■ **Given exercise**
Copy out each of the following lines word for word, without changing, adding, or leaving out anything.

■ **Data in this exercise**
####################

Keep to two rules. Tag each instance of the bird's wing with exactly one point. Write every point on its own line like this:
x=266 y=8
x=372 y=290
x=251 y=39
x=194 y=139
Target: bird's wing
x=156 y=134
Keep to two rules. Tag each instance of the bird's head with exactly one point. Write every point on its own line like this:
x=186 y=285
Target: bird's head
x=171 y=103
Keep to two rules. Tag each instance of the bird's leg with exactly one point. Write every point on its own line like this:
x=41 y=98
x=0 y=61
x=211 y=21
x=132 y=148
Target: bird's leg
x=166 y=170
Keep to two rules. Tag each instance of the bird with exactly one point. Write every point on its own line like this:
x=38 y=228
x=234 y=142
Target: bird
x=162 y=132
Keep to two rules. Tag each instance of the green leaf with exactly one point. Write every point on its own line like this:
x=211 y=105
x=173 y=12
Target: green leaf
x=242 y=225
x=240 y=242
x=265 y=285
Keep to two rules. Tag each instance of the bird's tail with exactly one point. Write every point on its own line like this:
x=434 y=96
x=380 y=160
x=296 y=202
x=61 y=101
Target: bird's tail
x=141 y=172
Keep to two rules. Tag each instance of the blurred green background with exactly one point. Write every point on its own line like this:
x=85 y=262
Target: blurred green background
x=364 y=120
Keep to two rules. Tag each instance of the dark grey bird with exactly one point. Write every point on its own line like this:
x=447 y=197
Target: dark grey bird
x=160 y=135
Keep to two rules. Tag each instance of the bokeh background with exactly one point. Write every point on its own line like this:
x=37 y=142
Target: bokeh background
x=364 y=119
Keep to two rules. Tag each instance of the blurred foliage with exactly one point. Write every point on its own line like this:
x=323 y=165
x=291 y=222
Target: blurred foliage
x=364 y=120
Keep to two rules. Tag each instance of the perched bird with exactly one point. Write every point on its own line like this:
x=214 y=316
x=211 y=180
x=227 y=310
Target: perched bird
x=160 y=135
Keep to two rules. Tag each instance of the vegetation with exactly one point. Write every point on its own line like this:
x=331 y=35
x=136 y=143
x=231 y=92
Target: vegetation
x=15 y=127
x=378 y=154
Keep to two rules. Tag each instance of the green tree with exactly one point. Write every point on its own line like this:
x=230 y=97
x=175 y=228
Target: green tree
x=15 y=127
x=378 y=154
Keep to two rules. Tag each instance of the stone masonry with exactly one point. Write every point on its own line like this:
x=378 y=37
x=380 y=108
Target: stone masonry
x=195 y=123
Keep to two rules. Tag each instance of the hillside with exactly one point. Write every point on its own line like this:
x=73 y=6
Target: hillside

####################

■ **Response to the task**
Keep to two rules. Tag each instance of the bird's wing with exactly one point. Write every point on its own line like this:
x=266 y=8
x=372 y=290
x=251 y=39
x=194 y=139
Target: bird's wing
x=156 y=134
Keep to two rules. Tag each instance of the bird's head with exactly one point. Write every point on its own line like this:
x=186 y=285
Target: bird's head
x=171 y=103
Keep to two rules. Tag each instance of the bird's leg with exactly one point. Write every point on its own line like this:
x=41 y=98
x=0 y=61
x=211 y=21
x=132 y=148
Target: bird's leg
x=166 y=170
Keep to two rules. Tag each instance of the bird with exactly one point. Write every point on its own line like this:
x=38 y=228
x=234 y=142
Target: bird
x=162 y=132
Keep to two rules. Tag each instance of the green leaf with exactly one point. Write every point on its own line like this:
x=211 y=105
x=173 y=12
Target: green leaf
x=242 y=225
x=240 y=242
x=265 y=285
Keep to two rules. Tag each instance of the bird's tail with exactly one point. Write every point on its own line like this:
x=434 y=96
x=380 y=160
x=296 y=202
x=61 y=101
Target: bird's tail
x=141 y=172
Keep to two rules. Tag each instance of the blurred green background with exactly one point. Write every point on its own line like this:
x=85 y=262
Target: blurred green background
x=364 y=120
Keep to two rules. Tag each instance of the dark grey bird with exactly one point. Write every point on its own line like this:
x=447 y=197
Target: dark grey bird
x=160 y=135
Keep to two rules. Tag each instance of the bokeh background with exactly one point. Write every point on its own line like this:
x=37 y=142
Target: bokeh background
x=364 y=119
Keep to two rules. Tag each instance of the blurred foliage with exactly one point. Write every point on its own line like this:
x=323 y=165
x=291 y=222
Target: blurred foliage
x=364 y=120
Keep to two rules. Tag each instance of the perched bird with exactly one point. Write every point on its own line like this:
x=214 y=316
x=211 y=180
x=227 y=310
Target: perched bird
x=160 y=135
Keep to two rules. Tag each instance of the vegetation with exactly one point. Write every point on its own line like this:
x=331 y=35
x=136 y=143
x=231 y=92
Target: vegetation
x=15 y=127
x=378 y=154
Keep to two rules. Tag each instance of the green tree with exactly one point. Write every point on its own line like this:
x=230 y=97
x=175 y=228
Target: green tree
x=15 y=127
x=378 y=154
Keep to two rules. Tag each instance of the stone masonry with exactly one point. Write every point on its own line like this:
x=378 y=37
x=380 y=108
Target: stone masonry
x=195 y=123
Keep to two rules. Tag each instance of the hillside with exactly one point. Write every point on its own line like this:
x=73 y=6
Target: hillside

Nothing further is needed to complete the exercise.